*** Given records ***

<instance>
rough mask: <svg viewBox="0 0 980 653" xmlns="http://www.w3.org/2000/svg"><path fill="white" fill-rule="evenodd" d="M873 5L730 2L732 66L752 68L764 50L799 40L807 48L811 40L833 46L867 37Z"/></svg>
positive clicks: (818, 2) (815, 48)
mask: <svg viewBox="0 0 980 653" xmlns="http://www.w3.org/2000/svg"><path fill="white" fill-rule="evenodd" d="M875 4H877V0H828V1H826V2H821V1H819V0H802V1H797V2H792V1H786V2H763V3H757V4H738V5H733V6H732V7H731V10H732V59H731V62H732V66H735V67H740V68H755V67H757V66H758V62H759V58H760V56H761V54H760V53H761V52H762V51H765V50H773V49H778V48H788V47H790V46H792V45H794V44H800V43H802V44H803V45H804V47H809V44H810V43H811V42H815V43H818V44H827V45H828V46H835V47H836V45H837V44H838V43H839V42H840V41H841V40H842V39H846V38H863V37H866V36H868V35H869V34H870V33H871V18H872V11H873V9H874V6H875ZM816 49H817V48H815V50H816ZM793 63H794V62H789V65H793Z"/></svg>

*** End of Given records ***
*** Given records ***

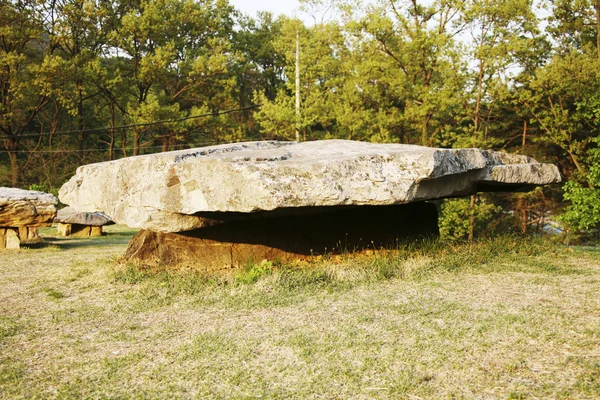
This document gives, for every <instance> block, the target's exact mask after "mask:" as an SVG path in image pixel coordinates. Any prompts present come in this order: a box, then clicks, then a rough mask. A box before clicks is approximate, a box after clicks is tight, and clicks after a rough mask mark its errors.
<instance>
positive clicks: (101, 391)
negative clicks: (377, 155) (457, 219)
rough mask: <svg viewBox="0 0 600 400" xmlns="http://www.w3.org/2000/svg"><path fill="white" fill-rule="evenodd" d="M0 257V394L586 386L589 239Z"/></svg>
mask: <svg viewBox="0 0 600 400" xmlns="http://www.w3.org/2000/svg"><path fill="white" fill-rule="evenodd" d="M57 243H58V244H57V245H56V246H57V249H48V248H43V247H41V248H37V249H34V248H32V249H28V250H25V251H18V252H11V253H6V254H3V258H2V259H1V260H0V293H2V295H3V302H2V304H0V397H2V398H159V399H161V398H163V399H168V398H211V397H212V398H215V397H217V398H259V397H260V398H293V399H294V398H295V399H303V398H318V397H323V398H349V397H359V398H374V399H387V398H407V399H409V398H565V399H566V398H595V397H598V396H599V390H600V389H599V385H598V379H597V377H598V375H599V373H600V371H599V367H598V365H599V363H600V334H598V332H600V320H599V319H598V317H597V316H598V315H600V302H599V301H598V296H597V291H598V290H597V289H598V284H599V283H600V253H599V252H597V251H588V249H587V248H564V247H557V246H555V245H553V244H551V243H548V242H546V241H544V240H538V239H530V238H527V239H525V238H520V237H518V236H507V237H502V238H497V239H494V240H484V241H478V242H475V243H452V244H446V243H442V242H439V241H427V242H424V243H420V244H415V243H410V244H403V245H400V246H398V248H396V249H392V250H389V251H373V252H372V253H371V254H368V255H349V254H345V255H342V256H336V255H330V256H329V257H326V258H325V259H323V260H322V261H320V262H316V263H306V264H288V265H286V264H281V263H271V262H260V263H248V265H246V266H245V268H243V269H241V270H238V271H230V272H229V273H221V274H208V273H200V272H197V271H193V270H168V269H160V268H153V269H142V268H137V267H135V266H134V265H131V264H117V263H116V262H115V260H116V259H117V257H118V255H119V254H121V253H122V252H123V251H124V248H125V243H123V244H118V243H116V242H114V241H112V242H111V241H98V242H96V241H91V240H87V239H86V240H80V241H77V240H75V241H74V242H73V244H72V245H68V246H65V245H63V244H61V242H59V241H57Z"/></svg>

*** End of Given records ***

» **What to work on**
In the listing above, find the line holding "This document gives, for" and the line holding "negative clicks: (377, 155) (457, 219)", then output those two lines and every line between them exactly.

» **Exercise solution**
This document gives, for every <instance> block, the target's exact mask after "mask:" as an SVG path in image pixel coordinates. Any prompts present come in this order: a box, then clicks, then a rough mask. A box before clicks is approximate, a box after clicks is tight, and clicks after a rough mask mark its errors.
<instance>
positive clicks: (101, 391)
negative clicks: (377, 155) (457, 219)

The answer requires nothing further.